# To be done
Word for word, repeat the lines of the records from the one containing "Could you please indicate the white baseboard" through the last line, both included.

Records of labeled points:
----------

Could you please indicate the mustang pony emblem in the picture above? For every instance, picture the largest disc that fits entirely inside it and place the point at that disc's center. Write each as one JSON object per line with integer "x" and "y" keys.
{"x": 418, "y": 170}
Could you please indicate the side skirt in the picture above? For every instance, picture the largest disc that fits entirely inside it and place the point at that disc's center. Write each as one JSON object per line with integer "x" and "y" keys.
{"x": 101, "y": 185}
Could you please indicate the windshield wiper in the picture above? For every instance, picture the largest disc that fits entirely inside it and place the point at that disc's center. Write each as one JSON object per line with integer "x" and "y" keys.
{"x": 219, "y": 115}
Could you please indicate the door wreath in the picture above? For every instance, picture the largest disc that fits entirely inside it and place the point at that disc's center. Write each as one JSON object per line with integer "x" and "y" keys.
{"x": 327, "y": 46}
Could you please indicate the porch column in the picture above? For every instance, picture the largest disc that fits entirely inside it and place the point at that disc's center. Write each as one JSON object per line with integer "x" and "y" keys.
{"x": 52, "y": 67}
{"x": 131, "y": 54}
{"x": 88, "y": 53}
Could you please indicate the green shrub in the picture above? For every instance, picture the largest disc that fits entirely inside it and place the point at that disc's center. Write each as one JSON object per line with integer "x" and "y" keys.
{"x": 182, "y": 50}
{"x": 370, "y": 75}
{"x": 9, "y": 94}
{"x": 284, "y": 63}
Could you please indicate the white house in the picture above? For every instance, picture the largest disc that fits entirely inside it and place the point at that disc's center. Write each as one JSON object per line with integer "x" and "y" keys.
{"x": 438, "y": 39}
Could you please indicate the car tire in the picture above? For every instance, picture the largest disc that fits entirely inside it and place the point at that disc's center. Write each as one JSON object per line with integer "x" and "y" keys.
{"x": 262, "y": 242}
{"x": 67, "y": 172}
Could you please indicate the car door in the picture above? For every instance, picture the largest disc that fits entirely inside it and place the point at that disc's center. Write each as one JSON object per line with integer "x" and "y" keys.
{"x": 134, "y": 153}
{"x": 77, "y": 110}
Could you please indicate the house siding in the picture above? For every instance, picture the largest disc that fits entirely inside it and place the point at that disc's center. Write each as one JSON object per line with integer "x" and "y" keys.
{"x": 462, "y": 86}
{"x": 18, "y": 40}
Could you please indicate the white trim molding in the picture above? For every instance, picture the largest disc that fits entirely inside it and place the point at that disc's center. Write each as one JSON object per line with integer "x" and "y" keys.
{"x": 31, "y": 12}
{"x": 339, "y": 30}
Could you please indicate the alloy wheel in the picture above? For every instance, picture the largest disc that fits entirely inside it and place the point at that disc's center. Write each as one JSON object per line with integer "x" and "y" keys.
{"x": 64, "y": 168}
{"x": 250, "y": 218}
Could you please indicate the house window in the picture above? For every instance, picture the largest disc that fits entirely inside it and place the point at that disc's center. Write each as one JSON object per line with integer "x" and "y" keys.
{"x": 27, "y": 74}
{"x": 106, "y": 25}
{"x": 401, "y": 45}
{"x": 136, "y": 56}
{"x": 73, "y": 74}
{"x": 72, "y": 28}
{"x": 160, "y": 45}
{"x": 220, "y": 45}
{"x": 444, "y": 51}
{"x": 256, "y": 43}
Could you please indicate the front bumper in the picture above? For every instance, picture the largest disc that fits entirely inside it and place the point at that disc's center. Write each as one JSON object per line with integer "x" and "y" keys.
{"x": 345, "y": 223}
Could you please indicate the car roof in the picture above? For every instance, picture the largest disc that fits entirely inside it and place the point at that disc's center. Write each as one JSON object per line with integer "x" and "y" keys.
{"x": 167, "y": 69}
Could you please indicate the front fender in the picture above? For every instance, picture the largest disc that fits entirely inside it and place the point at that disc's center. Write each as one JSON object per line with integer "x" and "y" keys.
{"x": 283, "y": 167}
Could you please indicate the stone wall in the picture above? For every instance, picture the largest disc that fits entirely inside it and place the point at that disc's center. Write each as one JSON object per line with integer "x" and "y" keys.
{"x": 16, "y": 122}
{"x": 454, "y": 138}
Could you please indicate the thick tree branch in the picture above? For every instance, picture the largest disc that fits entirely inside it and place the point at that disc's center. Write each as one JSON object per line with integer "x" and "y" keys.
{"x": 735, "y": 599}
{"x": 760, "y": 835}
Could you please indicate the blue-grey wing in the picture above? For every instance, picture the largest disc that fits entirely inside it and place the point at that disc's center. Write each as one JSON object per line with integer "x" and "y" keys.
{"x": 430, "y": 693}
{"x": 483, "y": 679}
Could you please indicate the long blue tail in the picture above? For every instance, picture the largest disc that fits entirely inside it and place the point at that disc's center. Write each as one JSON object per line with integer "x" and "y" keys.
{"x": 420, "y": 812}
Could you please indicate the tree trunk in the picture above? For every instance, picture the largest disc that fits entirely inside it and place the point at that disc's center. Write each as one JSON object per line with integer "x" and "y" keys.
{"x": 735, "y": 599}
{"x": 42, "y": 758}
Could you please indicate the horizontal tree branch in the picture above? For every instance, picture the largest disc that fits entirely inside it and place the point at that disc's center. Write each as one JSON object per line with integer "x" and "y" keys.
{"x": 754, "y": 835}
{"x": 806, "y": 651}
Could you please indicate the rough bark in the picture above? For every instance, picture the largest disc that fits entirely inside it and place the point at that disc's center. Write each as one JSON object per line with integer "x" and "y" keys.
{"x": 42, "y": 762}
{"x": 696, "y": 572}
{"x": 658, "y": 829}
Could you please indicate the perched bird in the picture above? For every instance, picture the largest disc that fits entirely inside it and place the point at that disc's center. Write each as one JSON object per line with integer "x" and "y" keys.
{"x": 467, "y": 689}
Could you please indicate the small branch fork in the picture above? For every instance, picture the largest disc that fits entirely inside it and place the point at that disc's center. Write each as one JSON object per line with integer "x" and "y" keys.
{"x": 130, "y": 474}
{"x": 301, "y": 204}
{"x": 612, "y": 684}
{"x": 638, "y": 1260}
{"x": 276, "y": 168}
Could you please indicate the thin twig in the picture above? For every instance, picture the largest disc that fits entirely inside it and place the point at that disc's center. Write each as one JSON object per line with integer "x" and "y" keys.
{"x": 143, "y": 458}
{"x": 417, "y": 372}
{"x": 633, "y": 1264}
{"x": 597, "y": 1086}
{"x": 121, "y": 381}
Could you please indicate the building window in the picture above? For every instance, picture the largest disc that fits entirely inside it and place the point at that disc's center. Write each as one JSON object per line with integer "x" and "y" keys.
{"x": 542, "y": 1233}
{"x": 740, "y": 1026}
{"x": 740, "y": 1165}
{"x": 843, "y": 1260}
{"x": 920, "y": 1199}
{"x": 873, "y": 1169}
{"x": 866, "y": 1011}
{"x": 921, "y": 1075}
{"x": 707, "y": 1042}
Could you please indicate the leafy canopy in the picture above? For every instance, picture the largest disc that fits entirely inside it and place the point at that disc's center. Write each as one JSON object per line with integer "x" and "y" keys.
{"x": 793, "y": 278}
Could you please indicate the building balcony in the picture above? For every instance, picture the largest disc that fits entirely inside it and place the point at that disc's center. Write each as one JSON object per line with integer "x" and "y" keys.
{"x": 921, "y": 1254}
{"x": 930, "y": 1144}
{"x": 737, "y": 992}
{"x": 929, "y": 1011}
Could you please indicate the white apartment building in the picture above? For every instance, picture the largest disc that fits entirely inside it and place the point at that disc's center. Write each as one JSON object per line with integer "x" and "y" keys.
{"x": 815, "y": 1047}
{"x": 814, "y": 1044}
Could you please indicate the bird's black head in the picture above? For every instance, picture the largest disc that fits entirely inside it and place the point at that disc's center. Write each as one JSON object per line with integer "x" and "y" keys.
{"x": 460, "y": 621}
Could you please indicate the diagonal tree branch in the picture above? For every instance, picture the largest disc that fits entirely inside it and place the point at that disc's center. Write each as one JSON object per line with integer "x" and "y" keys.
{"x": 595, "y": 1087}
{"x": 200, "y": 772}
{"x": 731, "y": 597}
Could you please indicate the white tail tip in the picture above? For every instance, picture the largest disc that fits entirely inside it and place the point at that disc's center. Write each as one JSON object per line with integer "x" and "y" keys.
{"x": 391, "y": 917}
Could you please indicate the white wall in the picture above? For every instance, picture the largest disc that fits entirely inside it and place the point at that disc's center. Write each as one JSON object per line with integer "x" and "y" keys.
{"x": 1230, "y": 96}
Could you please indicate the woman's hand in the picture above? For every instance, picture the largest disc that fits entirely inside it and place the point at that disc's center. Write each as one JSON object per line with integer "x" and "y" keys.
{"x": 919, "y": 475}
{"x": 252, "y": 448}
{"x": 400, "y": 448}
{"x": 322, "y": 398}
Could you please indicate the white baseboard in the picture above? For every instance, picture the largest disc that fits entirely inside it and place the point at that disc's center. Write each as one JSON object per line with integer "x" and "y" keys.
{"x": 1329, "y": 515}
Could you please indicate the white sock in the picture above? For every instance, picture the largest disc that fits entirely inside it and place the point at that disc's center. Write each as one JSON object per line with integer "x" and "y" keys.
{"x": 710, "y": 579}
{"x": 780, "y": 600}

----------

# Answer below
Could you please indicate the white baseboard in the picture above? For every instance, picture the largest disc that fits entirely inside it and place the point at that disc's center. Write each as one JSON object per line with integer "x" and "y" keys.
{"x": 1329, "y": 515}
Could you please indicate the white sock in the picture above? For every instance, picture the largest disc that fits entirely inside it and place the point at that disc's center. Write each as one JSON object per line with integer "x" and "y" keys.
{"x": 710, "y": 579}
{"x": 780, "y": 600}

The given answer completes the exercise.